▸ About this exercise: Write out the data below exactly, from its first line to the line containing "A single point marks each instance of the golden", that line included.

[[ Source records open ]]

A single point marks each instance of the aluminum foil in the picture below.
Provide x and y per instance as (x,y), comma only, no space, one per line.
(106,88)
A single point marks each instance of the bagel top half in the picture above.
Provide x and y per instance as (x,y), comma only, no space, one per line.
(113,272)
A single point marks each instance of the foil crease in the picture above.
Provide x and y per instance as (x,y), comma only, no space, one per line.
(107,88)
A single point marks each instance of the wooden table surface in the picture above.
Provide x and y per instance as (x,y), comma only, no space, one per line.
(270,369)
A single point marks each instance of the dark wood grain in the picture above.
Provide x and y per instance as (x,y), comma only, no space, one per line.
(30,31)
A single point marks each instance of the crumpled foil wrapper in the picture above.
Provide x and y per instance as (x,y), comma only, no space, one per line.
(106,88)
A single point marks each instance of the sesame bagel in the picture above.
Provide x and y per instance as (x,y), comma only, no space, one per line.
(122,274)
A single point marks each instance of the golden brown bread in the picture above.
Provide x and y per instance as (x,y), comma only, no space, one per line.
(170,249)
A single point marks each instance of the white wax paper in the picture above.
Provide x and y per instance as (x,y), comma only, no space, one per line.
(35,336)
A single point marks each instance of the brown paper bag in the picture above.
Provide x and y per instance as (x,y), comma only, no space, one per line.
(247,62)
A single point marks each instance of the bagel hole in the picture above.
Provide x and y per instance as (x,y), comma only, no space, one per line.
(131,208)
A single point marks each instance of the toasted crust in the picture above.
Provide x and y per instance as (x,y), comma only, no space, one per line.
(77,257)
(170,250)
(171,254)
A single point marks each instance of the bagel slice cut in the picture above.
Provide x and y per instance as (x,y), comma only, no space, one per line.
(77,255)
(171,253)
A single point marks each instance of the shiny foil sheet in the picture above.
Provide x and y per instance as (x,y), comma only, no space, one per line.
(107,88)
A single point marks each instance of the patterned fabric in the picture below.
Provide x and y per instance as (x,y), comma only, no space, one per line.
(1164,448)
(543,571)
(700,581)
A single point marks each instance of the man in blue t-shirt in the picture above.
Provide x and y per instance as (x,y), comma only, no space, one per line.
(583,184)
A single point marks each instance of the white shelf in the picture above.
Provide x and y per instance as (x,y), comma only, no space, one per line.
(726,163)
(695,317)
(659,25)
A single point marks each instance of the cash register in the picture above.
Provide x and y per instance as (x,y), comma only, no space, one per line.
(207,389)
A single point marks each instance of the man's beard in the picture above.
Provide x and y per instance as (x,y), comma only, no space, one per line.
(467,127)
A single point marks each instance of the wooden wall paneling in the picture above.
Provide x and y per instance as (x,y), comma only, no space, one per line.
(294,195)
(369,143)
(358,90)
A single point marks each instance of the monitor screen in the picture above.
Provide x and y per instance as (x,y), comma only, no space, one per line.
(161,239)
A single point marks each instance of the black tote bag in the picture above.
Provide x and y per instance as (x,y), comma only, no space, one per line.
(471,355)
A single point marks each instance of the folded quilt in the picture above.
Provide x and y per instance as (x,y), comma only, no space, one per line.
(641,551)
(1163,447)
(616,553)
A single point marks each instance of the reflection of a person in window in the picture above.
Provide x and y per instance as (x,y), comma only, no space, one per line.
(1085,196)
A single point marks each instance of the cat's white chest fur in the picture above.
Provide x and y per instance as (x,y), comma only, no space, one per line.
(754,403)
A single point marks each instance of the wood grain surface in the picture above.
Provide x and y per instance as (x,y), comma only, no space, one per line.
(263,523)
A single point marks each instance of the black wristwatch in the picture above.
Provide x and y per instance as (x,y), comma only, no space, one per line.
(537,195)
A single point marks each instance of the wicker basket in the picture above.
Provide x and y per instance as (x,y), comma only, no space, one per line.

[[ Source records closed ]]

▸ Response to this task:
A single point marks each instance of the aluminum foil in the picture below.
Provide x and y per instance as (x,y), comma only, no space, one per line.
(106,88)
A single point marks each instance of the bagel top half in the picture above.
Provide x and y per instance as (x,y), comma only, no space, one per line.
(113,272)
A single point marks each instance of the foil crease in the picture above.
Provide x and y per instance as (x,y), comma only, no space, one per line.
(107,88)
A single point marks each instance of the wooden table surface in the picture above.
Provide x and y per instance as (x,y), comma only, no space, one per line.
(270,369)
A single point marks each instance of the dark wood grain in the picture above.
Provide x and y per instance as (x,y), comma only, no space, one per line.
(30,31)
A single point marks each instance of the crumpled foil wrapper in the picture above.
Provide x and y per instance as (x,y), comma only, no space, one per line.
(106,88)
A single point marks each instance of the sesame bagel in the picture above.
Provide x and y per instance as (x,y), comma only, no space, one per line.
(122,274)
A single point marks each instance of the golden brown bread in the picture above.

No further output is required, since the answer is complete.